_WHAT YOU NEED TO DO:_
Write each record again exactly as it stands.

_DATA EXTRACT:_
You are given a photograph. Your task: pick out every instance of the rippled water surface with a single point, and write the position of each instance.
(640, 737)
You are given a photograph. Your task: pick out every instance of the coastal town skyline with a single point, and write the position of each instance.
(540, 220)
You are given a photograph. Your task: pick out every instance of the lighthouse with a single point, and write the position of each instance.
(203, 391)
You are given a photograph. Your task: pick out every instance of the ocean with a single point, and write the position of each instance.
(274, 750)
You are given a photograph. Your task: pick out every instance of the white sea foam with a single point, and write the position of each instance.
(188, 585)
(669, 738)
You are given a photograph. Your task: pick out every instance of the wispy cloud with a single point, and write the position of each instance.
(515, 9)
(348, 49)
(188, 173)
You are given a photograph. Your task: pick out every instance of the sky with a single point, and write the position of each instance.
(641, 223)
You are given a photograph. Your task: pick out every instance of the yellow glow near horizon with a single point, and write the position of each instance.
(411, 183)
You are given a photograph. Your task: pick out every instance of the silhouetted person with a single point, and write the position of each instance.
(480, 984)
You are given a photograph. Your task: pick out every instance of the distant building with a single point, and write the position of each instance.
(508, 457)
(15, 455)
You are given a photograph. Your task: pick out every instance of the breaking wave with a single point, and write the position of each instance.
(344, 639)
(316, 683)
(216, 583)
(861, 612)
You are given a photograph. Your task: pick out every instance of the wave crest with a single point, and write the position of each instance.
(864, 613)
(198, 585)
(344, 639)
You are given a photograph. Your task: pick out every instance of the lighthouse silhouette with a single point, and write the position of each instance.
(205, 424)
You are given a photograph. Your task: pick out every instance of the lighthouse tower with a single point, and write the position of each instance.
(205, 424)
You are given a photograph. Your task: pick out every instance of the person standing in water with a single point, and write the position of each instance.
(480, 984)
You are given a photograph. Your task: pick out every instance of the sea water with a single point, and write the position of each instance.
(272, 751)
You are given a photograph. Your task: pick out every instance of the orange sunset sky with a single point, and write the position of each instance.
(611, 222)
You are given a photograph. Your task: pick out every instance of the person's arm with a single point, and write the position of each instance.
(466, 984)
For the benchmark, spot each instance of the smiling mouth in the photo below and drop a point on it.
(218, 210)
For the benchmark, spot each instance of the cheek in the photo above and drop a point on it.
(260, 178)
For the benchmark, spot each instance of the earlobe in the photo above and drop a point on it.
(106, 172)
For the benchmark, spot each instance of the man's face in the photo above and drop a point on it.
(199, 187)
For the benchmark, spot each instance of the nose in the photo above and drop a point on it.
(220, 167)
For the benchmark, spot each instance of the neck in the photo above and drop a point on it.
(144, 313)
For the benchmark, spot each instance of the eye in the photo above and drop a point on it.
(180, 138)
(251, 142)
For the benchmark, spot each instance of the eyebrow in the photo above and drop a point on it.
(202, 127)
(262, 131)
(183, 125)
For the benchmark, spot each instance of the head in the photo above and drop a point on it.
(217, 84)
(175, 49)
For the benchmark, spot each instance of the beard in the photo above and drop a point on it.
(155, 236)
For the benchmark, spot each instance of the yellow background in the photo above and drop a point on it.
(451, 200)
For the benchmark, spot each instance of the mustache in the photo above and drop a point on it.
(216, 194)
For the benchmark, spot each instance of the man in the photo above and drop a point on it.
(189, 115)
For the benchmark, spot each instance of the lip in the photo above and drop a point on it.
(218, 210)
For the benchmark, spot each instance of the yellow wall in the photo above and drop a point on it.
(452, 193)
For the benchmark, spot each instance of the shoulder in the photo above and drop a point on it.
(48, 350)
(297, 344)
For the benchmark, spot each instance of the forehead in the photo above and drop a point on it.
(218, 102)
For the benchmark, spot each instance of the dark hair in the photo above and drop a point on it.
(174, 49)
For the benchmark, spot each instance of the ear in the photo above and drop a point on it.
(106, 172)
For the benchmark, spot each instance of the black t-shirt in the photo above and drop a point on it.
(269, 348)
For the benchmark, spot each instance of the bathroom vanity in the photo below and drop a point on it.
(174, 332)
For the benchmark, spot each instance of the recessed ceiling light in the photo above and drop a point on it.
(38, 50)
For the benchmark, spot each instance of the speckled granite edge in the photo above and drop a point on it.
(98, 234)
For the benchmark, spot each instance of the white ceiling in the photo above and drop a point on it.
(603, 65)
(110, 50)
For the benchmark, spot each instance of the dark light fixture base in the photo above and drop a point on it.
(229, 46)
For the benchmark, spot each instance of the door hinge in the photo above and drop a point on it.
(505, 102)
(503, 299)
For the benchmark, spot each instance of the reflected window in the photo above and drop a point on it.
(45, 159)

_SOLVED PROBLEM:_
You are given a photograph. Your task: pick out every instance of the rippled water surface with a single point, and write the position of each instance.
(640, 737)
You are given a photograph. Your task: pick out every instance of the coastal town skyline with a single point, and write the position of each instance.
(540, 220)
You are given a photograph. Your task: pick out every instance of the lighthouse with a single point, and write the position of each instance.
(203, 391)
You are given a photograph. Your task: pick out every instance of the ocean with a single point, and write the position of each instance.
(274, 750)
You are given a photograph. Your task: pick out every instance of the white sea foam with a single point, and write the position of each instance.
(188, 585)
(669, 738)
You are given a photograph. Your task: pick out every instance of the wispy cloud with a single point, and write the position of each instance.
(515, 9)
(348, 49)
(188, 173)
You are given a photograph. Your task: pick out every instance of the sky with a single point, and write the position of each instance.
(641, 223)
You are given a photograph. Your task: pick out every instance of the yellow glow near horizon with a single point, and write the position of each instance.
(411, 183)
You are given a photograph. Your task: pick out every instance of the silhouetted person with a single point, and write the position of each instance.
(480, 984)
You are given a photograph. Your task: pick out every instance of the distant building with a single point, and write the position of each instance.
(508, 457)
(15, 455)
You are given a photograph. Your task: pick out every instance of the breaking wave with a single point, and write the position of each instance.
(344, 639)
(316, 683)
(216, 583)
(861, 612)
You are given a photograph. Your task: pick out every instance of the wave crest with a single point, and write the position of each instance.
(864, 613)
(198, 585)
(344, 639)
You are given a photograph. Your task: pick out every instance of the lighthouse silhouette with a single point, and write the position of each instance.
(205, 424)
You are given a photograph. Your task: pick out every instance of the lighthouse tower with a single point, and write the position of each instance.
(205, 424)
You are given a photograph. Your task: pick out every instance of the person standing in water with a single point, and write the position of each instance.
(480, 984)
You are given a photograph. Your task: pick out every instance of the sea water with a single point, and write the position of each instance.
(272, 751)
You are given a photograph. Your task: pick out every instance of the orange sunset sky with a single point, and write the position of each instance.
(611, 222)
You are given a photograph. Your task: pick out every instance of the person's arm with a single point, and write the position of each instance.
(466, 984)
For the benchmark, spot each instance of the smiling mouth in the photo below and drop a point on it.
(218, 210)
For the benchmark, spot each instance of the cheek in the photo above and drop a point on it.
(260, 178)
For the benchmark, spot each instance of the earlobe in the photo above and drop a point on it.
(106, 172)
For the benchmark, spot each instance of the man's face in the photo above and drop a point on it.
(199, 187)
For the benchmark, spot each instance of the nose in the photo above and drop a point on it.
(220, 167)
For the benchmark, spot each instance of the neck in the photo above and drop a point on it.
(144, 313)
For the benchmark, spot each instance of the eye in the photo above and drop a point on it.
(180, 138)
(251, 142)
For the benchmark, spot each instance of the eyebrow in the photo above and drop a point on it.
(202, 127)
(262, 131)
(183, 125)
For the benchmark, spot each instance of the head in the photo above and drop a point on it.
(217, 84)
(175, 49)
For the benchmark, spot each instance of the beard in the photo above and drop a point on it.
(155, 236)
For the benchmark, spot each instance of the yellow background in the photo above and drop a point on it.
(451, 200)
For the benchmark, spot each instance of the mustache in the photo above and drop a point on it.
(216, 194)
For the benchmark, spot each instance of the man in the photo above and drop a point on it.
(189, 115)
For the benchmark, spot each instance of the lip in the photo above and drop a point on it.
(218, 210)
For the benchmark, spot each instance of the yellow wall in the photo above and drop a point on it.
(452, 193)
For the benchmark, spot each instance of the shoulder in the photo above and drop a point on it.
(48, 350)
(297, 344)
For the benchmark, spot each instance of the forehead in the photo above and drop a point on it.
(218, 102)
For the benchmark, spot each instance of the dark hair in the photo above and drop a point on it.
(174, 49)
For the benchmark, spot each instance of the ear in the photo above and drop a point on it.
(106, 172)
For the benchmark, spot each instance of the black t-shirt in the photo above and drop a point on it.
(269, 348)
For the benchmark, spot each instance of the bathroom vanity in the photo below and drop a point on it.
(174, 332)
For the benchmark, spot each instance of the recessed ceiling light in the photo above and drop a point on it.
(38, 50)
For the benchmark, spot each instance of the speckled granite edge in the photo above and drop a point on it.
(98, 234)
For the benchmark, spot each instance of the white ceiling in the photo above and drop a point on it.
(603, 65)
(110, 50)
For the benchmark, spot each instance of the dark light fixture base in the photo above and drop a point on it.
(229, 46)
For the benchmark, spot each instance of the door hinge in the photo above and drop a point on it.
(505, 102)
(503, 299)
For the benchmark, spot each instance of the reflected window in the photo above and drop a point on it.
(45, 159)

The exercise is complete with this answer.